---- RECORDS TO PROCESS

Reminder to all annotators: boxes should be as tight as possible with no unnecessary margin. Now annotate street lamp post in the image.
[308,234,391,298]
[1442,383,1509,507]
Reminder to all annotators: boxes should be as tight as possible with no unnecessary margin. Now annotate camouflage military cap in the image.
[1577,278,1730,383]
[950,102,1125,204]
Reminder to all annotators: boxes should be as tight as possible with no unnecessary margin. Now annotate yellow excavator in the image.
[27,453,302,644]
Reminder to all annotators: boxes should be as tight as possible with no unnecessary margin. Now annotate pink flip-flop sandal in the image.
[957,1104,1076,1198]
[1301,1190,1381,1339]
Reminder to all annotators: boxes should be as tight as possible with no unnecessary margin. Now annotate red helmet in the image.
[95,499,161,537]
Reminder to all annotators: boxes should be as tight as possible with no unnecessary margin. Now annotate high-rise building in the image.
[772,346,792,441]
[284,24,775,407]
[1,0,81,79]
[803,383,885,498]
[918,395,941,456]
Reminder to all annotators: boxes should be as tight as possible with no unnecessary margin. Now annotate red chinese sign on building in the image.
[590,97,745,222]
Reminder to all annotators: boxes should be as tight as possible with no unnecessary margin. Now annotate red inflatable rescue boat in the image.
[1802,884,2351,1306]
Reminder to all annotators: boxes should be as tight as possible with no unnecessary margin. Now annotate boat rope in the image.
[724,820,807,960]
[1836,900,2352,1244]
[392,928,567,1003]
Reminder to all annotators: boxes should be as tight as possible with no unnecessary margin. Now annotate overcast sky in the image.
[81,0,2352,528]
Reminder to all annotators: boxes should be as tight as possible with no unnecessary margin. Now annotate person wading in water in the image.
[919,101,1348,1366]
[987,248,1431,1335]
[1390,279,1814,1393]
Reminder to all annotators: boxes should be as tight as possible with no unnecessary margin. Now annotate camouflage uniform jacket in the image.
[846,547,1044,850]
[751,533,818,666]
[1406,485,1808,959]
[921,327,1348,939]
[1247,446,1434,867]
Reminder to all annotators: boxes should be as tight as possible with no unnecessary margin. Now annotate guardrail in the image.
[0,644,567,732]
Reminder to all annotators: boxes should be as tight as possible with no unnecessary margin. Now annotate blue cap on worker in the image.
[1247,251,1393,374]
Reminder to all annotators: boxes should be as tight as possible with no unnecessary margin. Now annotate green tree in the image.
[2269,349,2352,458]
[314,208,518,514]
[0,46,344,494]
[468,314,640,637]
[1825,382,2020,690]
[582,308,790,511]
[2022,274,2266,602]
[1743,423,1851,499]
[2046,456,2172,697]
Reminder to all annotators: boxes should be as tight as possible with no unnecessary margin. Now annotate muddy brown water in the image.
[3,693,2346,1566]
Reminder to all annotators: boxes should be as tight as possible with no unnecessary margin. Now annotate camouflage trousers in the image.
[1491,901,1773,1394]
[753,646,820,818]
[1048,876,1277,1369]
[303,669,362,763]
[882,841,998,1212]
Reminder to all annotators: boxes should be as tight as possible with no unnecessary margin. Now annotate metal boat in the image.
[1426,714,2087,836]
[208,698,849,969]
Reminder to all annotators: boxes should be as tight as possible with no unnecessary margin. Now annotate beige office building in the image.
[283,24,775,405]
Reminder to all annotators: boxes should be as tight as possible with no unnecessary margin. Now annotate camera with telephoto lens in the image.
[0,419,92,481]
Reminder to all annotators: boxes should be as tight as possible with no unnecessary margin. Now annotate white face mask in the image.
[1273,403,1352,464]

--------

- **WORK ITEM**
The whole listing above is to be copied exactly.

- **SOLUTION**
Reminder to all annotators: boxes should be as tight as possible with no unnecessary margin. Now annotate street lamp post in the image.
[308,234,391,298]
[1442,383,1509,507]
Reminder to all annotators: boxes should be as tight as possible with no unnecessary margin. Now annotate camouflage military cap in the image.
[1577,278,1730,383]
[950,102,1125,204]
Reminder to all annotators: boxes should be as tight as possible with no unnecessary margin. Now annotate yellow excavator in the image.
[27,453,302,644]
Reminder to all annotators: boxes should be as tight as possible with no unnecessary margin. Now annotate pink flip-flop sandal in the image.
[957,1104,1076,1198]
[1301,1190,1381,1339]
Reminder to all annotators: boxes should be as tight as possible with no unnecessary margin. Now annotate red helmet in the image.
[95,499,161,537]
Reminder to all annotators: boxes should be as tight as possible with no unnecessary margin. Now annotate high-rise building in the image.
[772,346,792,441]
[284,24,775,407]
[1,0,81,79]
[803,383,885,498]
[918,395,941,456]
Reminder to all annotators: boxes should be as tight as possible with no unnecessary margin. Now annotate red chinese sign on building in the image.
[590,97,745,222]
Reminder to all annotators: boxes should be as tight as possible with no unnecessary margin. Now annotate red inflatable rescue boat in the image.
[1802,884,2351,1306]
Reminder to all annotators: boxes should be as tight as possible with no unnecessary margin. Now annotate boat rope in the image.
[724,820,807,960]
[1836,900,2352,1244]
[392,928,567,1003]
Reminder to all annotators: boxes should be as tight as possible with no unnecessary margin. Now annotate overcast sky in the image.
[81,0,2352,528]
Reminder to all annotators: boxes should be as tight as possible with no unnecessary margin. Now annotate person wading in water in the image.
[919,101,1348,1366]
[987,248,1431,1335]
[1390,279,1814,1393]
Reminder to all annotators: boxes should be as tight as possible with no unnecessary margin. Now annotate camouflage uniform jacket in the image.
[846,547,1044,850]
[751,533,818,666]
[1406,485,1808,959]
[921,327,1348,939]
[1247,446,1434,867]
Reminder to all annotators: boxes should be as tight as possible with no unnecessary margin. Now annotate guardrail in the image.
[0,644,567,732]
Reminder to all annotators: boxes should be as tight as possible with no unnecessary margin. Now annotate blue cap on worker in the image.
[1247,251,1393,374]
Reminder to all annotators: boxes should be as tight as possible with no unnecessary margin. Now annotate green tree in the image.
[2269,349,2352,458]
[314,208,518,514]
[0,46,344,494]
[468,314,640,637]
[1825,382,2020,690]
[582,308,790,511]
[2022,274,2266,602]
[1743,423,1851,499]
[2046,456,2172,697]
Reminder to all annotators: boxes should be as tight as possible with no unnecessary margin. Now annotate muddy brown water in the image.
[3,693,2346,1566]
Reminder to all annotators: boxes should be as tight as possible with no unnecessary margin. Now annotate camouflage trousers in the image.
[1491,901,1773,1394]
[753,646,820,818]
[1048,876,1277,1369]
[303,669,362,763]
[882,841,998,1212]
Reminder to all annotators: boxes should be as tight as possible with no unnecessary margin. Now annotate metal boat in the image.
[1426,714,2087,836]
[208,698,849,969]
Reminder to all annotators: boxes should be as tight as possible with no unnecessary margin. Now annotate beige office building in the image.
[283,24,775,405]
Reminder to all annotators: boxes should be as tight as possible with no unnecessary margin. Now annotate camera with telephoto lens in the image.
[0,419,92,481]
Reminder to all annotators: boxes should be as tight as possible with no unnecessary margin. Now annotate white face mask in the image.
[1273,403,1352,464]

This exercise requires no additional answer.